------ Text under study
A wartime drama left 2,000 people evacuated from their homes and brought a wealth of copy for the Sunderland Echo.

The paper enjoyed a running story about a 1,000lb Second World War bomb that had remained buried and unexploded in Hendon for decades before building work uncovered it last Monday.

Several stories were filed each day as the tale unfolded – with news of people being evacuated, people refusing to leave their homes, analysis of the operation, the chaos it caused and what might happen if the high explosives went off.

There were also nostalgia pieces from people who remembered the night the bomb may have landed.

Follow-ups included stories of business as usual and criticism of the authorities’ handling of the crisis.

The bomb was finally moved and blown up on a city beach at 1.25am on Thursday after being stabilised by the Army.

The massive blast still shook the ground, smashed windows and set off car alarms and the paper reported how crowds cheered as the flash lit up the night sky. It meant they could finally return to their homes.

The events broke in the week after another big story for the Echo – the departure of Peter Reid and appointment of Howard Wilkinson as manager of the city’s football club.

Editor Rob Lawson said: “We did extremely well over Peter Reid and Howard Wilkinson and had a sales increase of more than half a per cent, taking us over the 50,000 figure.

“The bomb kept the momentum going in the face of a potential come-down after the football story.

“The blast woke most of the people in the city up when it happened. One reporter, John Corney, stayed with the story through the night on Wednesday, which is when they blew it up at night, and did on-the-spot interviews with people who were there.

“We handled the story very well as a team.”

The paper also took some time to soberly reminded its readers: “The last few days will have given a flavour of what wartime life must have been like 60 years ago. Living with the threat from Hitler’s bombs was a daily problem for Wearsiders who had to endure night after night of Luftwaffe raids.”
------------
------ Supplied records
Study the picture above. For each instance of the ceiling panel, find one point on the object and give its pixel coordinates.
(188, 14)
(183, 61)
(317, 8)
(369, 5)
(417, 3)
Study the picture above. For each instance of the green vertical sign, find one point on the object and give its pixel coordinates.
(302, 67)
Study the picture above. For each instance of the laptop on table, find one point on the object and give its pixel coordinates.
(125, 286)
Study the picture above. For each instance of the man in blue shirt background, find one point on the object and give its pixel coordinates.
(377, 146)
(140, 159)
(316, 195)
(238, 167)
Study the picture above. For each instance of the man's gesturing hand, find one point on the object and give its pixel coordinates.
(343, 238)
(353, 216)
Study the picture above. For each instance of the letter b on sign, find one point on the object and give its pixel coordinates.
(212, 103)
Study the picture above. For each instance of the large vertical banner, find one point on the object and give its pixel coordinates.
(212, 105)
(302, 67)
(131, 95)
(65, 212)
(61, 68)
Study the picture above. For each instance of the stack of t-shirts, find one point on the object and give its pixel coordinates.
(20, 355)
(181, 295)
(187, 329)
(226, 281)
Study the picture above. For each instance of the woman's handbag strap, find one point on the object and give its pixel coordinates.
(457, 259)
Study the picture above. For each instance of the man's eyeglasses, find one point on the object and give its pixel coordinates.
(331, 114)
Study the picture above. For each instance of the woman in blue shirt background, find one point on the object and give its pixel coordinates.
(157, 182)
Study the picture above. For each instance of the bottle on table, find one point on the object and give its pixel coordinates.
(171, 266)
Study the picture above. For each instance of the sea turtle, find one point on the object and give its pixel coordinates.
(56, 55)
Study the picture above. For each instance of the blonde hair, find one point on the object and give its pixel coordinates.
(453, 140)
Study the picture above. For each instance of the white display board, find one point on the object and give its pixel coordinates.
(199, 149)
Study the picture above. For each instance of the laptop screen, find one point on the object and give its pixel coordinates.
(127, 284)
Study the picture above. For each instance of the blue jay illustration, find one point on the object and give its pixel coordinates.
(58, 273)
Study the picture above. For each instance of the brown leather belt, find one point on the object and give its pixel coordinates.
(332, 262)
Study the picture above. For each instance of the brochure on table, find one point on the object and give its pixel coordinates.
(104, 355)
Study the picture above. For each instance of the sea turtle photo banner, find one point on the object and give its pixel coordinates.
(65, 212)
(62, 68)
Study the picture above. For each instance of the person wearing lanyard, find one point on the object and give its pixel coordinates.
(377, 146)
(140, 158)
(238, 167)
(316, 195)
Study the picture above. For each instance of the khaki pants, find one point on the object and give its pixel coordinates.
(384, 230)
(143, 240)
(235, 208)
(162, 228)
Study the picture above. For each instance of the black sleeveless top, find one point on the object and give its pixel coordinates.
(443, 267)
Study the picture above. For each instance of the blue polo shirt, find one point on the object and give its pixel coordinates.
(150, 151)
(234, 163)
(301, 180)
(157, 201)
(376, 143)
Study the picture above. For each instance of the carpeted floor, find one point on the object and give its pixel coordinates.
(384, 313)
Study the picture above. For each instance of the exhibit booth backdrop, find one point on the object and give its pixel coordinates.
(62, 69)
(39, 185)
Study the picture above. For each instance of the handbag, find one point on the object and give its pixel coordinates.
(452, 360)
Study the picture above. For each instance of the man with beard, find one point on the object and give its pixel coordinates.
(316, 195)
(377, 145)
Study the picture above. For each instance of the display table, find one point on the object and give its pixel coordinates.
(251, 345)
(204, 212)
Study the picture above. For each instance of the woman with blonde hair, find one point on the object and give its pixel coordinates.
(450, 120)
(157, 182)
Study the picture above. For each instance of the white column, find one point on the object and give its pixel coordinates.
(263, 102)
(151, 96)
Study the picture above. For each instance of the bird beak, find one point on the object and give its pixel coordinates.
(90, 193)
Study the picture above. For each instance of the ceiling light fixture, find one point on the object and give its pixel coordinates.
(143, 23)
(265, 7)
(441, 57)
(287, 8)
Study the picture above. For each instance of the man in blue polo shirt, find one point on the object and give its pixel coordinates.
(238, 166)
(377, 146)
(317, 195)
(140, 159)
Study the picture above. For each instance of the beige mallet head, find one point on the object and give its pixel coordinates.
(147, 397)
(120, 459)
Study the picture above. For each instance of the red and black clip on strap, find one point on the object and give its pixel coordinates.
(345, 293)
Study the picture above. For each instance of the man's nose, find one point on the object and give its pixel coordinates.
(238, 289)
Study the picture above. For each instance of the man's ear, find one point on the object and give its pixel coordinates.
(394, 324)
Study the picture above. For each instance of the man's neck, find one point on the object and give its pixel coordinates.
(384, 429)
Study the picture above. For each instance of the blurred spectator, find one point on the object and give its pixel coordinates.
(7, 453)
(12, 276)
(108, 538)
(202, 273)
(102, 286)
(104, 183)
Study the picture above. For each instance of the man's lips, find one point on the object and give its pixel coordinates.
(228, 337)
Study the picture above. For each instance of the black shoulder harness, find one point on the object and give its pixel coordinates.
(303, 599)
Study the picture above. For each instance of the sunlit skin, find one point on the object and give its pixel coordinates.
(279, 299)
------------
• _Activity A_
Write out the article about the Hendon bomb from "Follow-ups included stories" up to and including "city’s football club.", switching "beach" for "shore".
• _Activity B_
List every person named in the article about the Hendon bomb.
Work only from the article about the Hendon bomb.

• _Exercise response A_
Follow-ups included stories of business as usual and criticism of the authorities’ handling of the crisis.

The bomb was finally moved and blown up on a city shore at 1.25am on Thursday after being stabilised by the Army.

The massive blast still shook the ground, smashed windows and set off car alarms and the paper reported how crowds cheered as the flash lit up the night sky. It meant they could finally return to their homes.

The events broke in the week after another big story for the Echo – the departure of Peter Reid and appointment of Howard Wilkinson as manager of the city’s football club.

• _Exercise response B_
Peter Reid
Howard Wilkinson
Rob Lawson
John Corney
Hitler